## INPUT MATERIAL
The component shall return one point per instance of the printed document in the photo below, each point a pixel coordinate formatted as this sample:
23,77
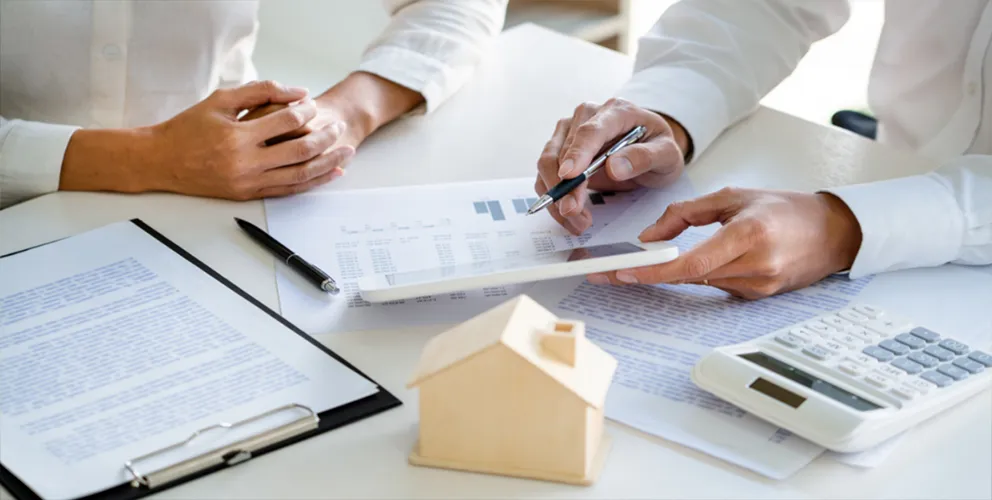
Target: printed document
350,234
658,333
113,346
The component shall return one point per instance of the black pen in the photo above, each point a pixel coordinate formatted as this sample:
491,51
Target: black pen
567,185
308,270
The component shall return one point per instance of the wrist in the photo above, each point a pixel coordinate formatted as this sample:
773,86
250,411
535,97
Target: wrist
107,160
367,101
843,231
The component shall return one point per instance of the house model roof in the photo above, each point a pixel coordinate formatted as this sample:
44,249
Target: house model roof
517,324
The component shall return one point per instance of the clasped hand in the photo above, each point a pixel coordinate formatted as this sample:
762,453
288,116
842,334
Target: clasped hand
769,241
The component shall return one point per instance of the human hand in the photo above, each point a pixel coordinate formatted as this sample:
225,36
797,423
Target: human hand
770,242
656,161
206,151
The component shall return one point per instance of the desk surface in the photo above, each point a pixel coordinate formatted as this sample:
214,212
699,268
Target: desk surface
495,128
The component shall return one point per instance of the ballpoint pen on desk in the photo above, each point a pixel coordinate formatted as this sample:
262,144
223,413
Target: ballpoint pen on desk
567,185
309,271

## WHAT IS ASKED
Rewrite every line of the records above as a Markdown table with the columns "Row" and "Line", numbering the rows and skipping blank lines. Leave the pictures out.

## EXPECTED ANSWER
| Row | Line |
|---|---|
| 1 | The component shall return one point per instance of the printed document in the photo below, each point a pixel coordinate formatted as this sample: |
| 2 | 23,77 |
| 3 | Target: printed document |
| 4 | 350,234 |
| 5 | 658,333 |
| 6 | 113,346 |
| 7 | The component shall return one point per instance of the black pen in the photo above, each point a pixel coordinate formatted as this sample: |
| 8 | 491,51 |
| 9 | Target: black pen |
| 10 | 567,185 |
| 11 | 308,270 |
| 12 | The component shall return one point per instance of the wrist in the photo above, each point a pixel coordinate formatted as this sample: |
| 13 | 773,86 |
| 14 | 250,411 |
| 15 | 535,97 |
| 16 | Target: wrist |
| 17 | 107,160 |
| 18 | 367,101 |
| 19 | 843,231 |
| 20 | The component shall return one point per instance of the house model roof in the photo above, each point a pixel coordinate formatted as this sample: |
| 21 | 44,249 |
| 22 | Target: house model roof |
| 23 | 517,324 |
| 24 | The component shall return one point per instance of the clasped hand in the photo above, each point a pixel coordinate formatted as this sample: |
| 25 | 762,453 |
| 26 | 288,116 |
| 27 | 842,334 |
| 28 | Target: clasped hand |
| 29 | 769,241 |
| 30 | The component shall return one point per instance of the human hand in the photo above, each point a pixel coordinate formatted as this sample: |
| 31 | 225,36 |
| 32 | 797,423 |
| 33 | Target: human hand |
| 34 | 770,242 |
| 35 | 656,161 |
| 36 | 206,151 |
| 37 | The component shall return one point per instance of the desk surface in the photo above, each point a pixel coordinate formatted as this sample: |
| 38 | 214,212 |
| 39 | 699,268 |
| 40 | Target: desk surface |
| 41 | 495,128 |
| 42 | The component shall return one point per instance of the ballpoint pen on desk in the photo above, each point a pixel coordinate formatted as this sample: |
| 43 | 262,144 |
| 44 | 223,413 |
| 45 | Target: ballpoint pen on desk |
| 46 | 567,185 |
| 47 | 309,271 |